--- EXTRACT ---
****************************************

# Moving villagers where you want



## milesupshur (May 26, 2017)

Before I start, there has been a guide already made regarding this topic. While the guide itself is pretty good at explaining the basics, it does not include all information.
*NOTE: the plot resetting trick is not recommend. It can destroy/corrupt your game, please be wary when using said trick. This guide does not at ALL include the plot resetting trick.*

The Welcome to Amiibo update added many new things, but the updated also included that villagers no longer move onto paths. And due to this, will NOT at all move onto paths***, so this is how to move your villagers in to locations you want.

**With no available spaces, villagers will move where ever. It also includes that when moving villagers in from the amiibo cards, I will further explain this.*

So, with that said, let us begin!

*VILLAGER REQUIREMENTS*
Much like how PWPs work or mayor/character houses work, you MUST have a certain amount of space to allow a villager to move into, otherwise, villagers will may/may not move into that space.
*
So, what are those requirements?*
- A 3x3 space
- A 5x5 space surrounding the house

That is all that is 'required' for each villager house by itself. 
So, each villager house looks like this.
GUIDE:
[X] = space around house
[H] = house space
[D] = villager door space
XXXXX
XHHHX
XHHHX
XHHHX
XXDXX
XXXXX
In game, it would look like this.



*OTHER REQUIREMENTS*
- All spaces surronding said 5x5/3x3 area MUST be covered in paths in other to make the villager move into that area
*YOU MUST COVER ANY 3x3 SPACES, VILLAGERS WILL MOVE INTO THOSE SPACES REGARDLESS.*
*TIP*: Placing paths in diagonals make it easier, also making the paths grass based also helps with aesthetics.

*AMIIBO CARDS*
I must explain, since using Amiibo cards and the paths, I realized that it's much ore difficult to have them move into locations I want them to be.

Amiibo villagers (with 10 villagers) will move into random locations. They are very difficult to move in, with each villager, they will move into either
A) A space you've made, depending on how many spaces you've made avaiable
B) A random location due to the NPC seeing that there are no open spaces for them to move in due to paths***
C) The location of the villager you wanted to move out​**The NPC is quite a struggle, as they view open spaces you've made as blocked by paths, and due to that will move randomly*

Amiibo cards require a lot of trial and error, and if you do not do TT, I highly suggest you do not use Amiibo cards with this trick.

****************************************

--- MATERIAL SHOWN ---
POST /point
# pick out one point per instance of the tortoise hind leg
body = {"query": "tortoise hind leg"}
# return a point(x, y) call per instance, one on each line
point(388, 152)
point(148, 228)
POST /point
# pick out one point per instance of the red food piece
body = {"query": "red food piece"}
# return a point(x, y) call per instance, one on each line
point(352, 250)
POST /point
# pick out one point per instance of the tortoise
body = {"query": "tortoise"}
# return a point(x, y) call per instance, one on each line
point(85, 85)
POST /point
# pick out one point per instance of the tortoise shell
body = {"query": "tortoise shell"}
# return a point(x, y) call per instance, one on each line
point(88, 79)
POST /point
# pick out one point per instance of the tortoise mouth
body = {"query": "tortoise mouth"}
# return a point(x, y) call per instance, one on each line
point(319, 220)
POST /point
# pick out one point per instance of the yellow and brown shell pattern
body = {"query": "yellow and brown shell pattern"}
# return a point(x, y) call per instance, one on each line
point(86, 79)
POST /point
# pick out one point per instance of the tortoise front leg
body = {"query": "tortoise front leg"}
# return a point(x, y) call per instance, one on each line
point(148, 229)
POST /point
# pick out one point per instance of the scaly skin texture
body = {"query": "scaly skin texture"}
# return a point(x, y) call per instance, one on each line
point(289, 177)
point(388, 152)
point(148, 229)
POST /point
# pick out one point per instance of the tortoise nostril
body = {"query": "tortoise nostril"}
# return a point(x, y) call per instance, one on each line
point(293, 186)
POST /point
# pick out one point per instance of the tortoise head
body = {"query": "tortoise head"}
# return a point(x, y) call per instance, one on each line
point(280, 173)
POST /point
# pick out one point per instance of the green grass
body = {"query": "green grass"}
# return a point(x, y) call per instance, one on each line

****************************************

Reproduce everything in the villager-moving guide from "So, with that" down to "looks like this.".

So, with that said, let us begin!

*VILLAGER REQUIREMENTS*
Much like how PWPs work or mayor/character houses work, you MUST have a certain amount of space to allow a villager to move into, otherwise, villagers will may/may not move into that space.
*
So, what are those requirements?*
- A 3x3 space
- A 5x5 space surrounding the house

That is all that is 'required' for each villager house by itself. 
So, each villager house looks like this.